Master's Thesis

Title: "Evaluation of Vision Language Models using Item Response Theory"

Thesis Defense

You can view the thesis defense presentation here: Thesis Defense Slides

Abstract

Evaluating the performance of generative Artificial Intelligence (AI) systems remains a central challenge in computer science. Traditional evaluation metrics such as F1, accuracy, BLEU, METEOR, or CIDEr, treat all items as equally difficult and often fail to capture nuanced differences in model performance. This limitation is especially apparent when assessing Vision Language Models (VLMs), whose outputs must be judged for quality, coherence, and human alignment. Although Item Response Theory (IRT) is widely used in psychometrics to measure human ability and item difficulty, it has not been systematically applied in machine learning evaluation. This thesis advances IRT as both a rigorous approach and a promising direction for evaluating VLMs as raters, offering a measurement-based framework that improves both the validity and interpretability of evaluation results.

Dataset lines on where objects appear
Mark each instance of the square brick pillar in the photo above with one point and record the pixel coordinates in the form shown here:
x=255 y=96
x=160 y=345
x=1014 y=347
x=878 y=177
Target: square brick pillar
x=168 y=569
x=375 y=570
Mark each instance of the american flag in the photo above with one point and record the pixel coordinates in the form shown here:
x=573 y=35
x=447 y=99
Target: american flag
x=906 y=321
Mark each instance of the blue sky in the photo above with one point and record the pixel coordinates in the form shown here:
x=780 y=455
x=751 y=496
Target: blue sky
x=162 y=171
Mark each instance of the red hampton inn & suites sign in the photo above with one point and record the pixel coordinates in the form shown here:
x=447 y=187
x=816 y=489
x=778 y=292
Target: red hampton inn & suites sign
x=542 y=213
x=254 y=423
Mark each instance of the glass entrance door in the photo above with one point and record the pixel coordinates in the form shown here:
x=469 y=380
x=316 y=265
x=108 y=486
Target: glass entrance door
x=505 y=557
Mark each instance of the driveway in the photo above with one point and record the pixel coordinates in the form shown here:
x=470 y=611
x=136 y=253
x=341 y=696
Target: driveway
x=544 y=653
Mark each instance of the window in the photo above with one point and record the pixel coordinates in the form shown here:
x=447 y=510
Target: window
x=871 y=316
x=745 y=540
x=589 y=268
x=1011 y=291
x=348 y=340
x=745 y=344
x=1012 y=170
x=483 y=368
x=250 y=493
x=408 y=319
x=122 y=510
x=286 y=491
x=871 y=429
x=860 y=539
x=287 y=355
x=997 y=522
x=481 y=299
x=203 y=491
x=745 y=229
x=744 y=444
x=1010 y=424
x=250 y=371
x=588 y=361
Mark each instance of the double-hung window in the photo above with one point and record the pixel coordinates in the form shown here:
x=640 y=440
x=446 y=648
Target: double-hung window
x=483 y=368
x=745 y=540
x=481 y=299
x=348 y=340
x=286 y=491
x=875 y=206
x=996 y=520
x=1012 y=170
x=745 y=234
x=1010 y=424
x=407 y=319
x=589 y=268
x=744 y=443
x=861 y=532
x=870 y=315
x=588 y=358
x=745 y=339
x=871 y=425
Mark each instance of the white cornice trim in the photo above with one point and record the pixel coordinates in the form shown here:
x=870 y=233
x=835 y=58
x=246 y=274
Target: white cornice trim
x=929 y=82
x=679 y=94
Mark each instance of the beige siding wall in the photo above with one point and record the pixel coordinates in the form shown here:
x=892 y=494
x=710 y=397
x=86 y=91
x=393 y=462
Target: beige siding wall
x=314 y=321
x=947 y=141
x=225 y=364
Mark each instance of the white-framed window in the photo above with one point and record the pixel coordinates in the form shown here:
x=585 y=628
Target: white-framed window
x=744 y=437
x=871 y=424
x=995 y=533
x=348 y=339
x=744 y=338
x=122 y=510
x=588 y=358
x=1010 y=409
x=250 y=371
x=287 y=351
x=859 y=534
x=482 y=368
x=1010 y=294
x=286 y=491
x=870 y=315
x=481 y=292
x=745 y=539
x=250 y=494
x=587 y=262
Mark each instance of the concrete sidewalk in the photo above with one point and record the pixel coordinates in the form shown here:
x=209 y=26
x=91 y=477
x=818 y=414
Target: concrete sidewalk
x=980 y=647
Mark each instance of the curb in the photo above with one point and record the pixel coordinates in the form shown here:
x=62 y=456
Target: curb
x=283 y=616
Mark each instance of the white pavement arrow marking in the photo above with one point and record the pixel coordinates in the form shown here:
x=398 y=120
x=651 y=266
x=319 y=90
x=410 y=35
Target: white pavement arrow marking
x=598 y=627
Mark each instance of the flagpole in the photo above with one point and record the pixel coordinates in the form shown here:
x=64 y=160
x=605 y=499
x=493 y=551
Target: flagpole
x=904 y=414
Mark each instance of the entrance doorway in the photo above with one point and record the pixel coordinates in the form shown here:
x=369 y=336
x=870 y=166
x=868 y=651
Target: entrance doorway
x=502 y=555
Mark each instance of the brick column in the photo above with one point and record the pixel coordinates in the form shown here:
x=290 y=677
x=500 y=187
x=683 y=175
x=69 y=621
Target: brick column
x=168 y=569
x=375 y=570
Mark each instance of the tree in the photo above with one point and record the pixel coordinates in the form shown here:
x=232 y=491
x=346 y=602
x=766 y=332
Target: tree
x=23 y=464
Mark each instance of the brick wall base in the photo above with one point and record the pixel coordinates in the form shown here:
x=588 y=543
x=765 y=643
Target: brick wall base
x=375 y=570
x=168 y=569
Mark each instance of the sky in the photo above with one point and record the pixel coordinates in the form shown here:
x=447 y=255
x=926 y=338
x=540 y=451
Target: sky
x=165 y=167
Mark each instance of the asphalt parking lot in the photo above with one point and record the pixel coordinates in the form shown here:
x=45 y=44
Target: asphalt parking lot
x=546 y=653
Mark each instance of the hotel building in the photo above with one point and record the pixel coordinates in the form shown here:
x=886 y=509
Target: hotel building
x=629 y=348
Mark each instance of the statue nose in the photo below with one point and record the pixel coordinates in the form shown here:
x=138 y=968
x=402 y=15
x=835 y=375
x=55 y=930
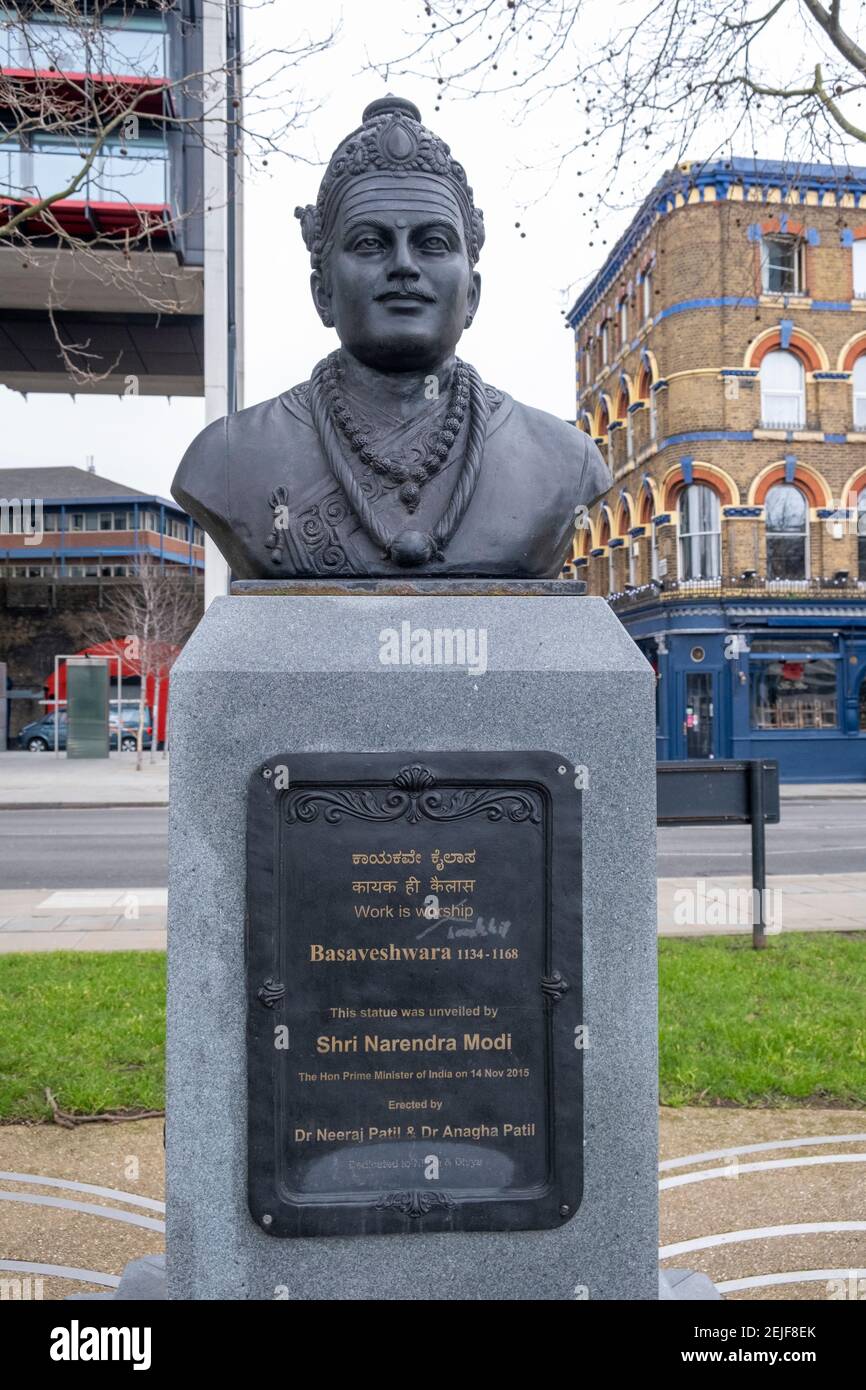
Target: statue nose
x=402 y=262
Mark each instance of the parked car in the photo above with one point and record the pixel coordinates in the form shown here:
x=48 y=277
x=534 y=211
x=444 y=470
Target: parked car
x=39 y=736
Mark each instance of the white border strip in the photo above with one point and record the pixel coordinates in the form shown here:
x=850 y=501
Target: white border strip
x=88 y=1208
x=797 y=1276
x=91 y=1276
x=129 y=1198
x=734 y=1237
x=737 y=1169
x=759 y=1148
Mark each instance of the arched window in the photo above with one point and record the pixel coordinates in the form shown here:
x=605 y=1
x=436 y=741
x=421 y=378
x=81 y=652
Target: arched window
x=783 y=391
x=699 y=533
x=633 y=562
x=787 y=524
x=858 y=377
x=647 y=293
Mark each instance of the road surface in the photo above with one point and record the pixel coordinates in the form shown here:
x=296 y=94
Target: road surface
x=124 y=848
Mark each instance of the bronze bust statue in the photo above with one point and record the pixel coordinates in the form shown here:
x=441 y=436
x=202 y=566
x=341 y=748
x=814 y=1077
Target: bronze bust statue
x=395 y=456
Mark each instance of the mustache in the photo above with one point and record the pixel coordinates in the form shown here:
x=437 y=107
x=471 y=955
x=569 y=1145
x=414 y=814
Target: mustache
x=403 y=291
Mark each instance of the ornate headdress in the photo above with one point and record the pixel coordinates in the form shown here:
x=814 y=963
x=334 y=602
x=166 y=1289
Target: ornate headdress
x=391 y=139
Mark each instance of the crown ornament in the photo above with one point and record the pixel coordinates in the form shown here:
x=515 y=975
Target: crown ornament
x=389 y=139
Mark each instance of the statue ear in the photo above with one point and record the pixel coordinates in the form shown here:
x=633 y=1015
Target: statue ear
x=473 y=298
x=321 y=298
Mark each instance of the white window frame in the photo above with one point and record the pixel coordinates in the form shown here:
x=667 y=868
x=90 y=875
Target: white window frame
x=805 y=534
x=647 y=292
x=769 y=394
x=858 y=387
x=794 y=243
x=684 y=537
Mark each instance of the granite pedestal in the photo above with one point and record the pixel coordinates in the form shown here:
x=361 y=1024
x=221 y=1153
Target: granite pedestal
x=274 y=674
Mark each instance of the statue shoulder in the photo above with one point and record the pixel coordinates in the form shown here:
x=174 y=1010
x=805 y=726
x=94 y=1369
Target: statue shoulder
x=566 y=448
x=230 y=452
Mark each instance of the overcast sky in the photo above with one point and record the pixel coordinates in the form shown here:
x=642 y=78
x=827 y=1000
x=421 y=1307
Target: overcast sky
x=517 y=342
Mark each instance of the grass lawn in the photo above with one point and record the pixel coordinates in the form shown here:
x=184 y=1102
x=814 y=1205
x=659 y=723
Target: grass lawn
x=91 y=1026
x=781 y=1026
x=784 y=1026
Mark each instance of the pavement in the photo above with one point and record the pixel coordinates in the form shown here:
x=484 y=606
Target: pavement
x=41 y=780
x=82 y=919
x=793 y=902
x=129 y=919
x=46 y=781
x=766 y=1203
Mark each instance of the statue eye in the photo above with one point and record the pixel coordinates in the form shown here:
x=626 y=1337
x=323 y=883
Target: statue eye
x=367 y=243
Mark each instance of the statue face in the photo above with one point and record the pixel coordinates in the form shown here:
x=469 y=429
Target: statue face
x=398 y=284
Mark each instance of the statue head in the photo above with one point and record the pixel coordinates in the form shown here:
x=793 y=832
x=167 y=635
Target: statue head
x=394 y=239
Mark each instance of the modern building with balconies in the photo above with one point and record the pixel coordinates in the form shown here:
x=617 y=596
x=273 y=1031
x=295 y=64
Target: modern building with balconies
x=114 y=267
x=68 y=541
x=722 y=369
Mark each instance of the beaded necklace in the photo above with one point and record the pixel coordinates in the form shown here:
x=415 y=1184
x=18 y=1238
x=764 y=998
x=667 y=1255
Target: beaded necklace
x=410 y=477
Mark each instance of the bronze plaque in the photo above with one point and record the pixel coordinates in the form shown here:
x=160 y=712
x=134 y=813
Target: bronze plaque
x=414 y=1026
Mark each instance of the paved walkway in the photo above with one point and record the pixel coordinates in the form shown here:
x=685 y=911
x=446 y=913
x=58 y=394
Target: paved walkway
x=104 y=919
x=46 y=781
x=793 y=902
x=111 y=919
x=766 y=1203
x=41 y=780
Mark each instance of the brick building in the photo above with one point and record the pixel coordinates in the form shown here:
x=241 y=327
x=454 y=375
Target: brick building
x=67 y=540
x=722 y=369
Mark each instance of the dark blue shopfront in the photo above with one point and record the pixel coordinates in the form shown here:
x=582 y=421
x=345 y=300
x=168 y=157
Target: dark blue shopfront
x=759 y=679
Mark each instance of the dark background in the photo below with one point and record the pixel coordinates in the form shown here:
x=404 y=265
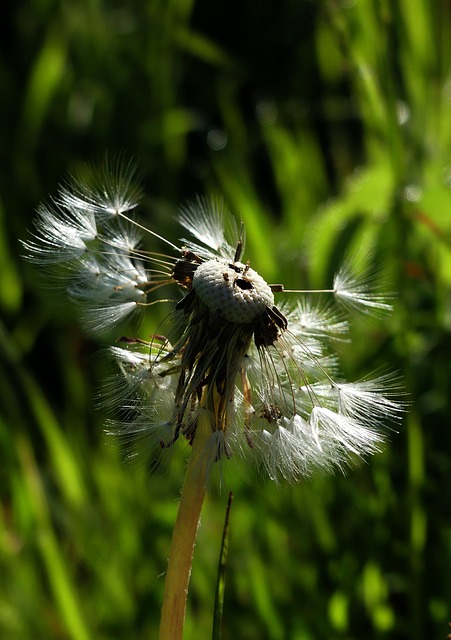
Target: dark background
x=327 y=127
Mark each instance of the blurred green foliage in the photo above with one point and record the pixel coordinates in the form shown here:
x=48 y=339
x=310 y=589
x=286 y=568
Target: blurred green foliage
x=327 y=126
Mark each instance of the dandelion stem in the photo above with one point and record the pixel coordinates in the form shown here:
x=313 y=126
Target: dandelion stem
x=184 y=536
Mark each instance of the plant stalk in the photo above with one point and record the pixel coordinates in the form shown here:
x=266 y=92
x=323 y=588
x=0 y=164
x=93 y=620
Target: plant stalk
x=184 y=536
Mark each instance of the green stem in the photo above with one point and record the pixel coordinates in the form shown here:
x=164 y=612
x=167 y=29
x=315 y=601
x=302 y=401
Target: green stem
x=184 y=536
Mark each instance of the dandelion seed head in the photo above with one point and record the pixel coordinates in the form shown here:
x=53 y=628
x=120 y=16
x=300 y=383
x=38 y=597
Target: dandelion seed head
x=260 y=366
x=232 y=289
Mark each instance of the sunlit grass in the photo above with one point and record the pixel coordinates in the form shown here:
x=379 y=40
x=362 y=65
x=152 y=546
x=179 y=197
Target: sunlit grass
x=84 y=538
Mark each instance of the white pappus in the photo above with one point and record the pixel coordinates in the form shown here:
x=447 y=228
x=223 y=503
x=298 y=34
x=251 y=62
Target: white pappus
x=257 y=359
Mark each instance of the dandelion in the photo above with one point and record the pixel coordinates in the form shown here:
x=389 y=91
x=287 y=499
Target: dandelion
x=246 y=368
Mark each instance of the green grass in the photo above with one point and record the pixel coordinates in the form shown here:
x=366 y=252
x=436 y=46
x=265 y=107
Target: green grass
x=338 y=125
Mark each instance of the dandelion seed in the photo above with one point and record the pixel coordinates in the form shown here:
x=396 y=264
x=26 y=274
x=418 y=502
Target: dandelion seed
x=257 y=364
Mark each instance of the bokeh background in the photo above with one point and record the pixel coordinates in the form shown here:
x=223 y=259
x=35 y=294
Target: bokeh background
x=327 y=127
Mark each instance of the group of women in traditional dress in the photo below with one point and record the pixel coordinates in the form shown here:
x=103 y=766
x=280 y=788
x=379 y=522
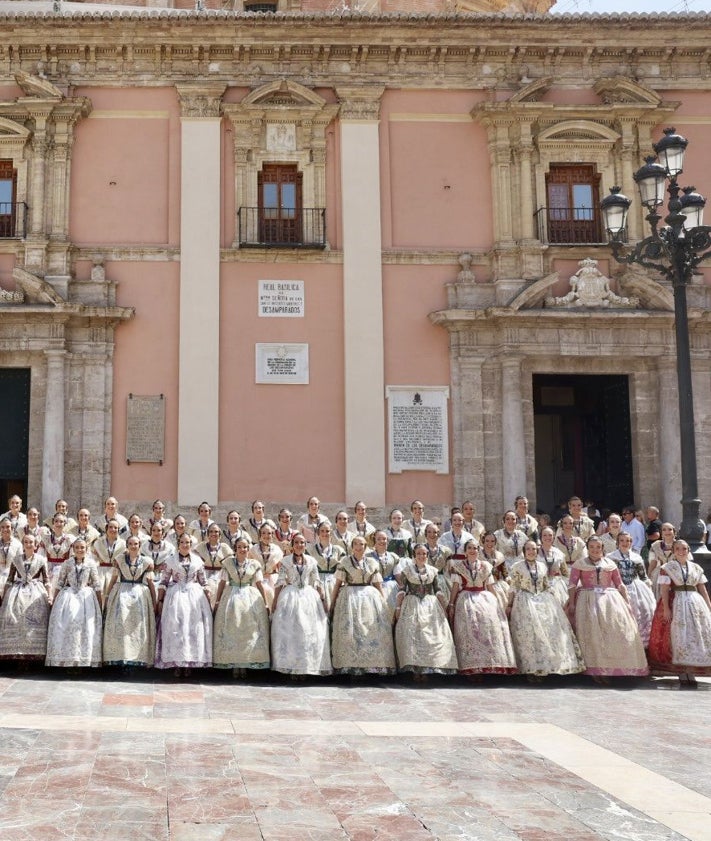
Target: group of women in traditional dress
x=316 y=599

## Instructions:
a. Name every traditional evaluation metric that the thesis page lists.
b. According to the thesis page, why is the limitation of traditional metrics especially apparent when assessing Vision Language Models? Answer in one to three sentences.
c. Reproduce the thesis page text from "Evaluating the performance" up to and including "of evaluation results.".
These lines have no connection to the thesis page.

## Expected answers:
a. F1, accuracy, BLEU, METEOR, CIDEr

b. Traditional metrics treat all items as equally difficult, so they often miss nuanced differences in model performance. This shortcoming stands out with Vision Language Models because their outputs must be judged for quality, coherence, and human alignment.

c.
Evaluating the performance of generative Artificial Intelligence (AI) systems remains a central challenge in computer science. Traditional evaluation metrics such as F1, accuracy, BLEU, METEOR, or CIDEr, treat all items as equally difficult and often fail to capture nuanced differences in model performance. This limitation is especially apparent when assessing Vision Language Models (VLMs), whose outputs must be judged for quality, coherence, and human alignment. Although Item Response Theory (IRT) is widely used in psychometrics to measure human ability and item difficulty, it has not been systematically applied in machine learning evaluation. This thesis advances IRT as both a rigorous approach and a promising direction for evaluating VLMs as raters, offering a measurement-based framework that improves both the validity and interpretability of evaluation results.